- **GIVEN EXERCISE**
Copy all of the material below line for line without changing anything.

** Start PROVIDED MATERIAL **

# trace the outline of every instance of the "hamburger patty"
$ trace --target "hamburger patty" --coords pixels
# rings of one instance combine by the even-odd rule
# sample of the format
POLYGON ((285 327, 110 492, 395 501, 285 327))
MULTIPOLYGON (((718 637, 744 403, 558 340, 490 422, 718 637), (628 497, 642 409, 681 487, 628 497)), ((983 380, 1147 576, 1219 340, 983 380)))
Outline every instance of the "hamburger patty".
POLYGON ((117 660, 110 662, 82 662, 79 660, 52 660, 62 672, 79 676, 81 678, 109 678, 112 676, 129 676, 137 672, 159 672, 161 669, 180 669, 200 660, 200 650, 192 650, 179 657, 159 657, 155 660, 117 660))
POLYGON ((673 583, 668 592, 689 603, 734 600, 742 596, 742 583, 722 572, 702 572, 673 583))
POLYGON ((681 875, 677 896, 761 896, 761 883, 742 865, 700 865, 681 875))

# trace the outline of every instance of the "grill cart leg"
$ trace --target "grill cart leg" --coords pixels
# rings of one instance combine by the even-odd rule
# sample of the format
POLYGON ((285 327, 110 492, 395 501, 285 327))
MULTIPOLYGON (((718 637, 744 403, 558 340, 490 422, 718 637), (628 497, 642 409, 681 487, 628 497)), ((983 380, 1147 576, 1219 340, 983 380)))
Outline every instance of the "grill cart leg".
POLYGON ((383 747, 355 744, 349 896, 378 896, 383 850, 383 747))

** End PROVIDED MATERIAL **

- **THE COMPLETED TASK**
# trace the outline of every instance of the "hamburger patty"
$ trace --target "hamburger patty" --coords pixels
# rings of one instance combine by the even-odd rule
# sample of the format
POLYGON ((285 327, 110 492, 395 501, 285 327))
MULTIPOLYGON (((718 637, 744 403, 558 340, 490 422, 718 637), (628 497, 642 409, 681 487, 628 497)), ((983 380, 1147 576, 1219 340, 983 380)))
Outline every instance of the "hamburger patty".
POLYGON ((117 660, 110 662, 82 662, 79 660, 52 660, 62 672, 79 676, 81 678, 109 678, 112 676, 129 676, 137 672, 159 672, 161 669, 180 669, 200 660, 200 650, 192 650, 179 657, 159 657, 155 660, 117 660))
POLYGON ((673 583, 668 592, 689 603, 734 600, 742 596, 742 583, 722 572, 702 572, 673 583))
POLYGON ((681 875, 677 896, 761 896, 761 883, 742 865, 700 865, 681 875))

# trace the outline of every instance of the "grill cart leg"
$ trace --target "grill cart leg" --coords pixels
# rings of one instance combine by the even-odd rule
# sample of the format
POLYGON ((285 327, 110 492, 395 501, 285 327))
MULTIPOLYGON (((718 637, 744 403, 558 340, 490 422, 718 637), (628 497, 642 409, 681 487, 628 497)), ((983 380, 1147 576, 1219 340, 983 380)))
Outline every instance of the "grill cart leg".
POLYGON ((383 747, 355 744, 349 896, 378 896, 383 850, 383 747))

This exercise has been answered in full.